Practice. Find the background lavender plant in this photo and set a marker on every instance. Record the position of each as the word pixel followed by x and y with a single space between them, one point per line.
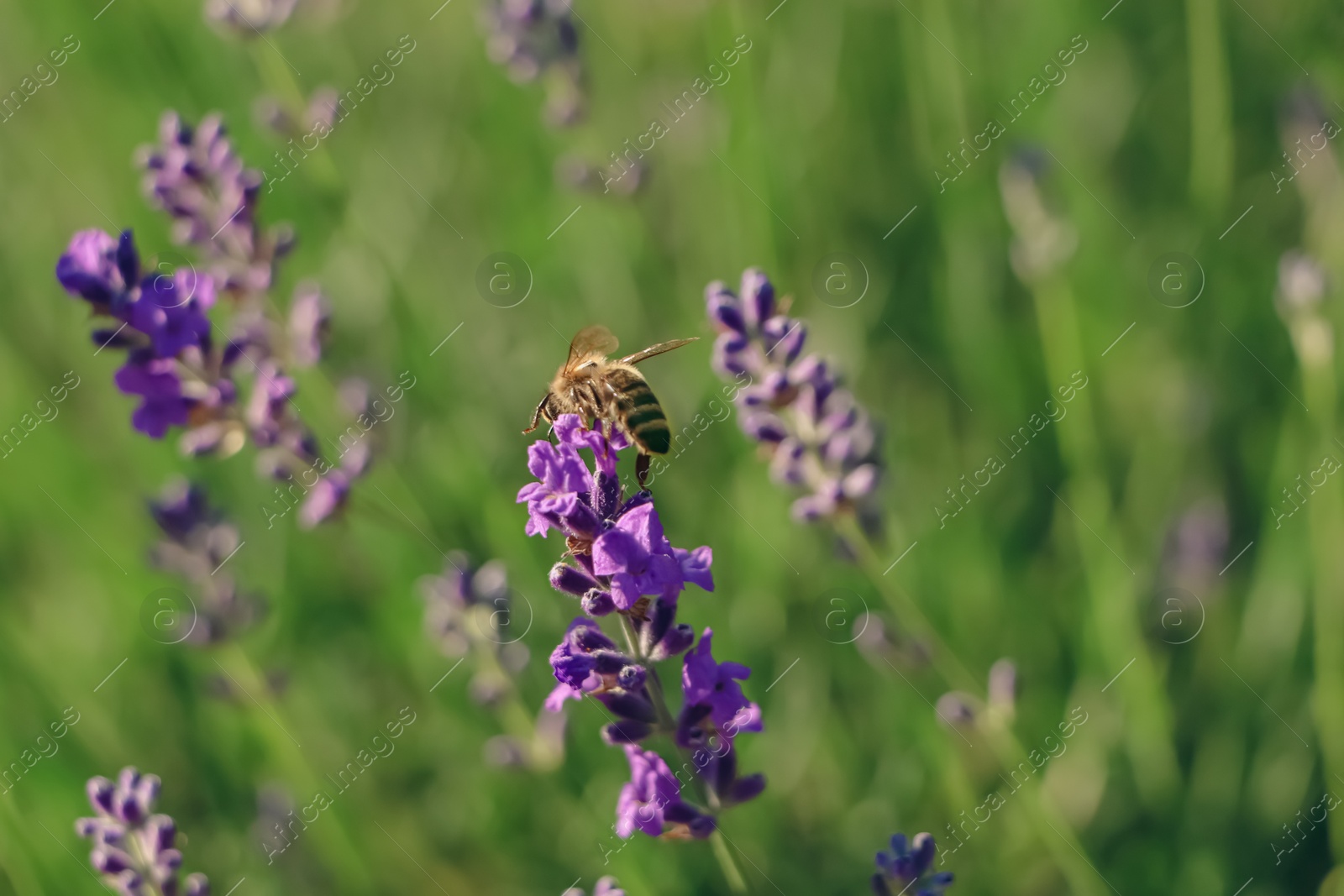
pixel 909 864
pixel 537 39
pixel 132 848
pixel 470 613
pixel 197 544
pixel 815 432
pixel 185 375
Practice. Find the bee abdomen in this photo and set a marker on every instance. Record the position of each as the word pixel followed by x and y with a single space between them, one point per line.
pixel 644 418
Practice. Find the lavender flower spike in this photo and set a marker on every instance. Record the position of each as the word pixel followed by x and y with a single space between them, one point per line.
pixel 132 848
pixel 816 432
pixel 907 867
pixel 622 564
pixel 198 542
pixel 535 39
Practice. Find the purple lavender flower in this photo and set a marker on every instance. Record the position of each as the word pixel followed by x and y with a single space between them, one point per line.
pixel 907 866
pixel 194 175
pixel 605 887
pixel 534 38
pixel 309 317
pixel 197 544
pixel 815 432
pixel 163 328
pixel 183 375
pixel 652 801
pixel 132 848
pixel 622 564
pixel 714 685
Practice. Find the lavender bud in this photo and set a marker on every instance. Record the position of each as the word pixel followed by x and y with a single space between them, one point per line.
pixel 1003 684
pixel 625 732
pixel 745 789
pixel 632 678
pixel 958 710
pixel 765 427
pixel 757 297
pixel 723 307
pixel 860 481
pixel 597 604
pixel 570 579
pixel 730 354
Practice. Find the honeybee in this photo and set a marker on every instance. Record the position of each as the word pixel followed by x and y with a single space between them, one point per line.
pixel 613 392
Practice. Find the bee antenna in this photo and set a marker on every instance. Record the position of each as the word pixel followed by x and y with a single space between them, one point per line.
pixel 537 416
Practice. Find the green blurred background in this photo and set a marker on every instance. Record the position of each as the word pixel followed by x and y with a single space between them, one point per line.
pixel 831 129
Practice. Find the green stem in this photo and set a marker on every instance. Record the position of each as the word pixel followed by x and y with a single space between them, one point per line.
pixel 1112 584
pixel 1210 107
pixel 1326 516
pixel 333 840
pixel 730 867
pixel 1054 831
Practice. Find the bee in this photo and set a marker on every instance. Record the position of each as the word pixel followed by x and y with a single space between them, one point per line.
pixel 613 392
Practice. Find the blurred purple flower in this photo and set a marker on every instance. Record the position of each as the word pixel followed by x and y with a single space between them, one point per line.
pixel 907 866
pixel 134 849
pixel 816 434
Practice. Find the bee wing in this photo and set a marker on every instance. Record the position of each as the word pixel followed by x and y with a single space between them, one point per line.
pixel 656 349
pixel 591 340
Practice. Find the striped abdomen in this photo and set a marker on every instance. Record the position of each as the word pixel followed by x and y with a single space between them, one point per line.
pixel 640 411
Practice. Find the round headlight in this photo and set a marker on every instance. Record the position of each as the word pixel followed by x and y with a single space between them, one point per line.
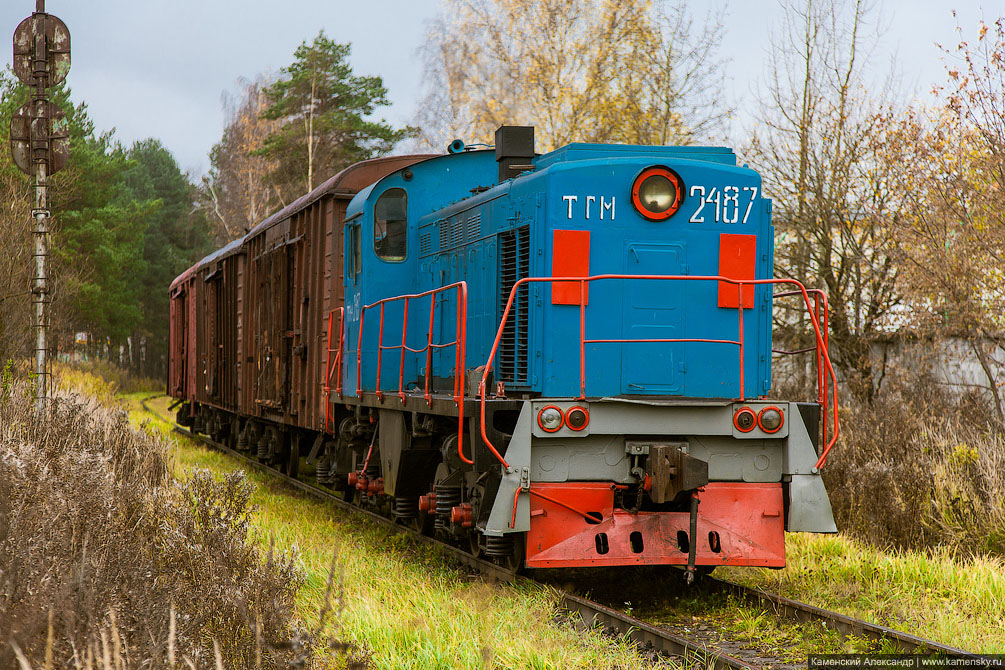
pixel 656 193
pixel 577 418
pixel 550 419
pixel 745 420
pixel 770 419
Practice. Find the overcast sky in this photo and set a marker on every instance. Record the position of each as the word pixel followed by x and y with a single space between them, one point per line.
pixel 159 67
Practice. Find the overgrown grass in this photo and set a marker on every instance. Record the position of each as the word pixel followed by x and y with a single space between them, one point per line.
pixel 102 380
pixel 919 468
pixel 936 594
pixel 403 603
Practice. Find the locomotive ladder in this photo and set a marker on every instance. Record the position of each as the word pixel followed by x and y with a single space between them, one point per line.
pixel 334 366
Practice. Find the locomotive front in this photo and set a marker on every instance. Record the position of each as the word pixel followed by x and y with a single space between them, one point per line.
pixel 600 317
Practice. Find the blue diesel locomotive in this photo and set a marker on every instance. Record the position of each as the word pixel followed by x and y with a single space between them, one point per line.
pixel 561 360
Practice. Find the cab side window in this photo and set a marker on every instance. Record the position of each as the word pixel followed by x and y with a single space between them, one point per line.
pixel 354 260
pixel 390 226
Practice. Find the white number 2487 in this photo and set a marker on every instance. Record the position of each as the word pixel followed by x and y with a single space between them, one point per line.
pixel 725 204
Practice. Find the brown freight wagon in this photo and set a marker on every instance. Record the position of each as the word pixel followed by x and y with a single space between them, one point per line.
pixel 253 336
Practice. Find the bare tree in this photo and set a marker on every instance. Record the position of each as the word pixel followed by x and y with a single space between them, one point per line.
pixel 579 70
pixel 952 160
pixel 818 146
pixel 236 194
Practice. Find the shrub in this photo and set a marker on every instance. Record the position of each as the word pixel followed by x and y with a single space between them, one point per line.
pixel 104 555
pixel 919 467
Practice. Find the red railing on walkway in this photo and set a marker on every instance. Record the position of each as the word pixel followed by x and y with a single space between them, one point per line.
pixel 823 382
pixel 822 354
pixel 458 343
pixel 334 367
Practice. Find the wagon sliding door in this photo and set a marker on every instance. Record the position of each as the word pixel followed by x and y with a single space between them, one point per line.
pixel 273 342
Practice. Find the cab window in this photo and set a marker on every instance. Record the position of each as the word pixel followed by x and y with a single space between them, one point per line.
pixel 390 226
pixel 353 258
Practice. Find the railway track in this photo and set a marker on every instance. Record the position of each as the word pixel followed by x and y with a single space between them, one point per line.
pixel 588 613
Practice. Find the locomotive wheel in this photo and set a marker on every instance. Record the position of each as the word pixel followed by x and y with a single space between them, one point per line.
pixel 475 544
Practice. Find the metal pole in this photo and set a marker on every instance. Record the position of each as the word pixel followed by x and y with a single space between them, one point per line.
pixel 40 214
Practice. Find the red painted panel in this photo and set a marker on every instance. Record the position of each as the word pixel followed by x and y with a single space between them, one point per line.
pixel 570 258
pixel 747 517
pixel 737 260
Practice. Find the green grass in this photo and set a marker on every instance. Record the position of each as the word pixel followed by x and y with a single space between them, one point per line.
pixel 939 596
pixel 402 602
pixel 444 621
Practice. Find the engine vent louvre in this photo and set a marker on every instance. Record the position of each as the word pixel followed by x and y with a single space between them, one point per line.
pixel 456 231
pixel 444 230
pixel 473 227
pixel 515 260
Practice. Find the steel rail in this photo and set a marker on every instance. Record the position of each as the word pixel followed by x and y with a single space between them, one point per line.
pixel 848 626
pixel 592 614
pixel 647 636
pixel 496 573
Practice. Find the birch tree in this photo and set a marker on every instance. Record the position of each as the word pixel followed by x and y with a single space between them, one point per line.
pixel 818 147
pixel 633 71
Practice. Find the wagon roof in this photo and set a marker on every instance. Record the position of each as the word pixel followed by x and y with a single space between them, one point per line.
pixel 348 182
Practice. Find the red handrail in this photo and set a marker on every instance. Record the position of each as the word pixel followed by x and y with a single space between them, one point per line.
pixel 458 343
pixel 334 367
pixel 819 300
pixel 814 320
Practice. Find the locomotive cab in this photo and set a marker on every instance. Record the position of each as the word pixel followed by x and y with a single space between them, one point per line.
pixel 624 374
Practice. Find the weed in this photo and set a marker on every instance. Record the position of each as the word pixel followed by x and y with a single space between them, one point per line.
pixel 107 563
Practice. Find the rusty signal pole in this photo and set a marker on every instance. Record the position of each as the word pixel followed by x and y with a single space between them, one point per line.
pixel 39 141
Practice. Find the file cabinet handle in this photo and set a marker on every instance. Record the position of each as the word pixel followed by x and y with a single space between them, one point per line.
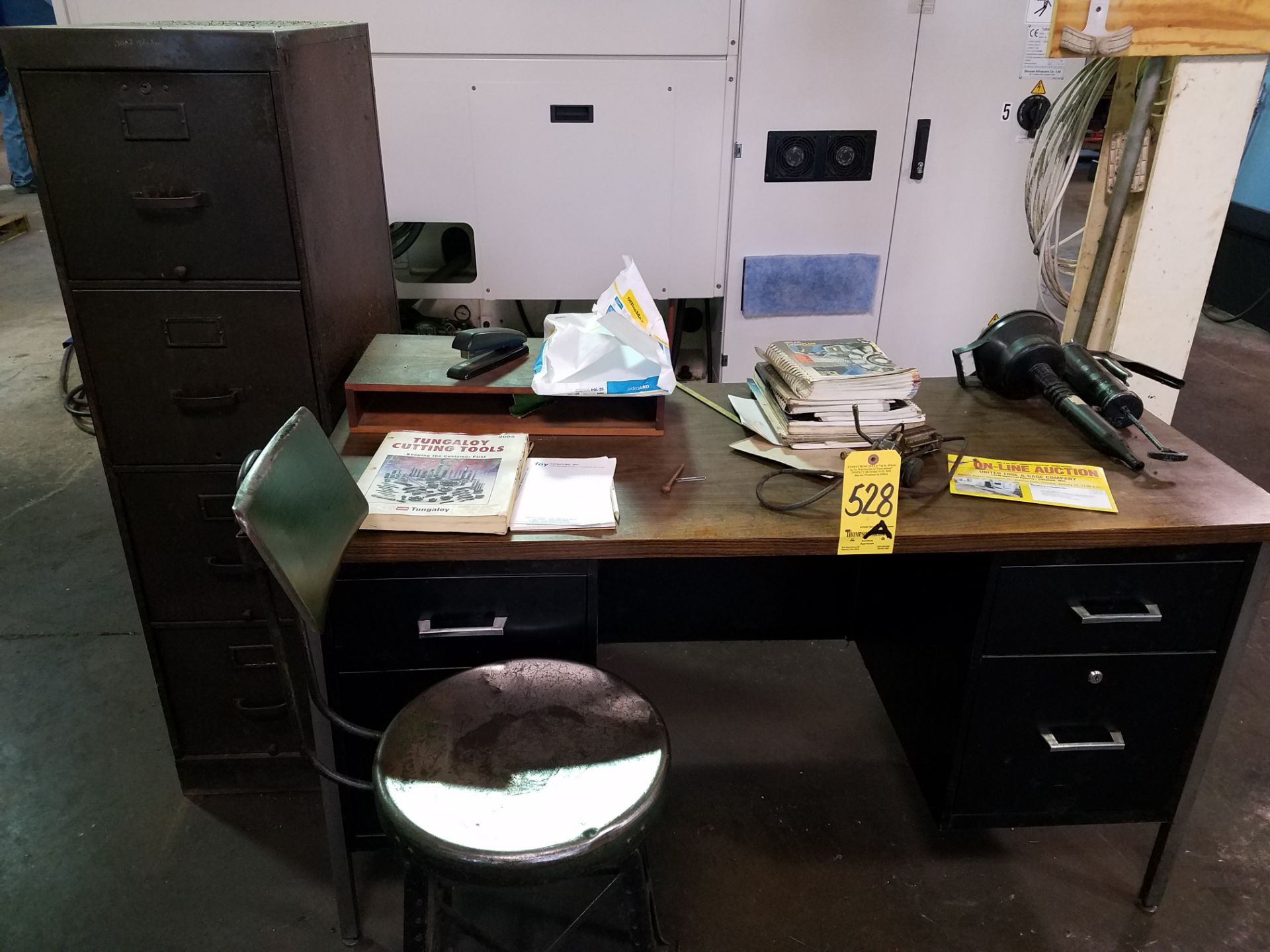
pixel 427 631
pixel 183 401
pixel 239 656
pixel 165 204
pixel 1061 746
pixel 259 713
pixel 1150 614
pixel 222 567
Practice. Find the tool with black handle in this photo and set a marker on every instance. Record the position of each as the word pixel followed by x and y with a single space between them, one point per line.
pixel 1100 381
pixel 1019 357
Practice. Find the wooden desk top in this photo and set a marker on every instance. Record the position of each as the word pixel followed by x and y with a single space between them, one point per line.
pixel 1198 502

------------------------------

SUA TAREFA: Pode copiar a listagem do início até a linha que contém "pixel 185 375", incluindo essa linha, trocando "marker" por "pin" sem alterar mais nada? Deixe as imagens de fora.

SOLUÇÃO DA TAREFA:
Practice. Find the background lavender plant in this photo and set a pin on every instance. Record the position of each as the word pixel followed by x and y with a single space between them, one point per line.
pixel 909 864
pixel 537 39
pixel 132 848
pixel 470 613
pixel 197 544
pixel 815 432
pixel 185 375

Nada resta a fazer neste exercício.